### YOUR GOAL
Write out the part of the news story on scams aimed at older people from "The biggest way" to "care about consequences.", word for word.
(Beginning of EXCERPTED TEXT)
Your elderly family members are probably some of the kindest people you know, and experts say there are scammers out there just waiting to take advantage of that kindness.
"They're very trusting. They come from just that generation where they trust explicitly," said Captain Bruce Elliott with the Nigara County Sheriff's Office.
Captain Elliott said there's been a rise in scams targeting the elderly, and the schemes are getting more elaborate.
"In the past what we've seen is usually the gift cards, and they'll have the person call them back and read the numbers off," he said.
Now they're asking for direct cash.
"They ask for a certain amount of money to be put in a box, wrapped up like a package and leaving on the doorstep, and they would send somebody to pick it up," he said.
An 87-year-old woman in Gasport did just that with $8,500 thinking she was sending it as bail money for her grandson. Fortunately for her, police stepped in just in time.
Detective Darren Longboat with East Aurora PD said any caller asking the elderly for money is a major red flag.
"It always involves 'Jeez I need money, I have to pay for the attorney, I have to pay for the damages.' They may actually use the name for a real attorney that you would find in the yellow pages," he said.
The biggest way to fight back is to verify the information they give you. Call your family and double check, call a neighbor or friend or call your local police station.
Captain Elliott said hospitals and jails will never call a relative and ask for money directly.
He added that he confronted one scammer over the phone, and said they do not care about consequences.
"The scammer just laughed and said 'You got this one but I have at least 10 of $10,000 probably coming to me today.' And it was a big joke to him on the other end of the phone that he's scammed 10 other people today for at least $10,000," said Captain Elliott.
(End of EXCERPTED TEXT)
(Beginning of INFORMATION SUPPLIED)
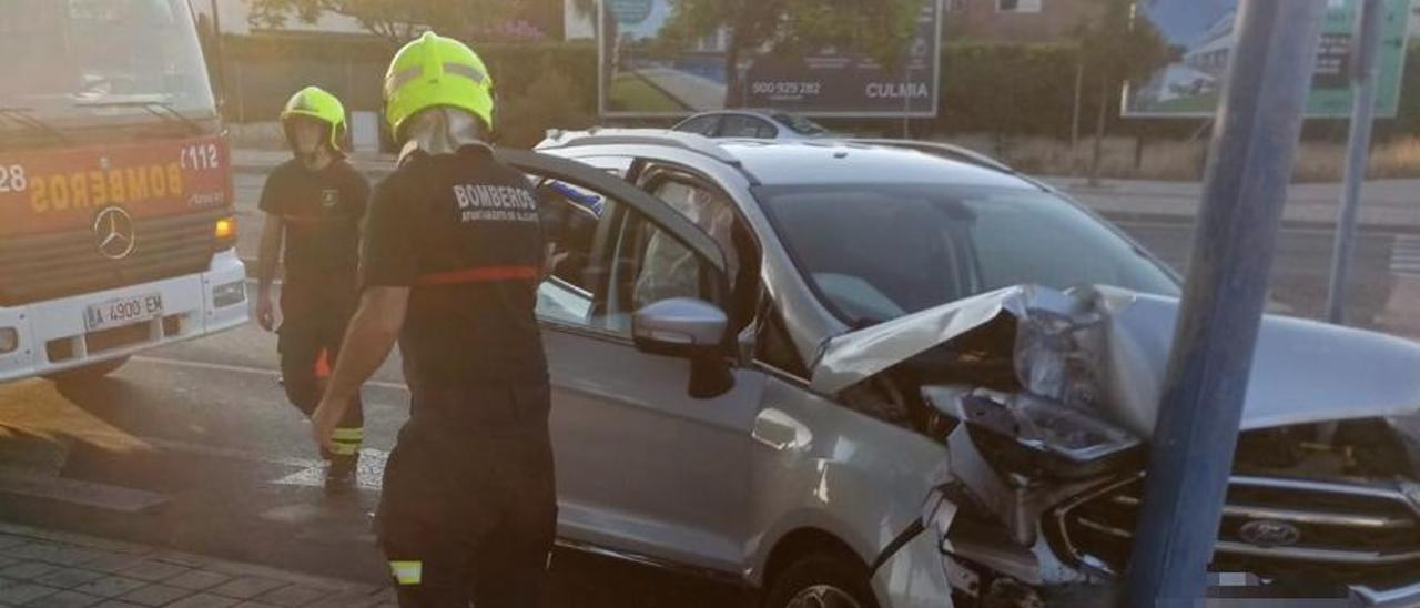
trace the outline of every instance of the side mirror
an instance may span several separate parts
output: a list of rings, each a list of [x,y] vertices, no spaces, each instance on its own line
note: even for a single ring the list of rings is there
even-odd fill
(End of INFORMATION SUPPLIED)
### TASK OUTPUT
The biggest way to fight back is to verify the information they give you. Call your family and double check, call a neighbor or friend or call your local police station.
Captain Elliott said hospitals and jails will never call a relative and ask for money directly.
He added that he confronted one scammer over the phone, and said they do not care about consequences.